→ Bloque de texto
Ese regreso sintético es una de las claves que va a desarrollar García Ponce en función de pensar cómo es que el origen del arte mexicano está en la Revolución, pero no como un tema ni como un programa sino más bien como una precondición que permite pintar un arte con identidad y que dialoga con lo universal, un descubrimiento que se da en la pintura, aunque no a priori sino sólo como presencia.
De una manera recurrente, que nos hace pensar que tal vez sea cierto que la historia sigue un ritmo circular y todo se repite, volvemos a ver cómo se defiende una tendencia indefendible con el argumento de que la auténtica escuela [es la] mexicana y por tanto la única aceptable como si la estética fuera un problema nacional independiente y cerrado en sí mismo. Entonces lo mexicano existiría como una cualidad anterior a la existencia misma de la obra: pero esto es imposible. Son los pintores los que a través de su obra nos enseñan qué es lo que puede ser la pintura mexicana. Y el gran pintor es el que se aparta de toda regla establecida anteriormente porque lo que busca y necesita es iluminarnos con su propia voz una nueva realidad. Ya he dicho que no creo, como no lo cree ningún verdadero pintor, en las posibilidades generales de ninguna escuela […]. Como todo el arte, la pintura es una tarea individual, lo que no implica de ninguna manera que renuncie a expresar las necesidades y aspiraciones, las verdades colectivas, sino todo lo contrario. Y del mismo modo la pretensión de alcanzar valores universales no excluye la presencia de lo nacional, sino que de un modo natural, se realiza a través de ella. El arte directamente relacionado con lo nacional por su misma naturaleza, por su relación inevitable con la tradición por un lado y con la realidad inmediata y el carácter personal del creador por el otro (García Ponce 1966b: 7).

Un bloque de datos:
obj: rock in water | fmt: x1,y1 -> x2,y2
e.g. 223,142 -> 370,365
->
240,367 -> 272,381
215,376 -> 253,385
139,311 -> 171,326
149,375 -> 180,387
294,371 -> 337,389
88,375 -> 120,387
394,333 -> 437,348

→ Acciones requeridas
1 – Pasa al inglés la siguiente oración del texto sobre la pintura mexicana: «Son los pintores los que a través de su obra nos enseñan qué es lo que puede ser la pintura mexicana.»
2 – Escribe lo que sigue al texto sobre la pintura mexicana, a partir de su última oración.

→ Lista de respuestas
1 – It is the painters who, through their work, teach us what Mexican painting can be.

2 –
Como se puede ver, en el argumento de García Ponce la identidad nacional se manifiesta en la obra como aparición, no como programa. Y no puede ser un programa porque lo que permite la relación con esa identidad (general) es la particularización de la realidad a través de la visión única del artista. En ese sentido, la obra es el resultado de la relación que establece el artista individual con la identidad local a partir de una experiencia singular que incorpora la tradición de manera “natural”. Así, no se niega la tradición sino que más bien lo que la obra hace aparecer es la simultaneidad de las experiencias del tiempo como “tradición” y “presente” manifestándose a la vez en la obra.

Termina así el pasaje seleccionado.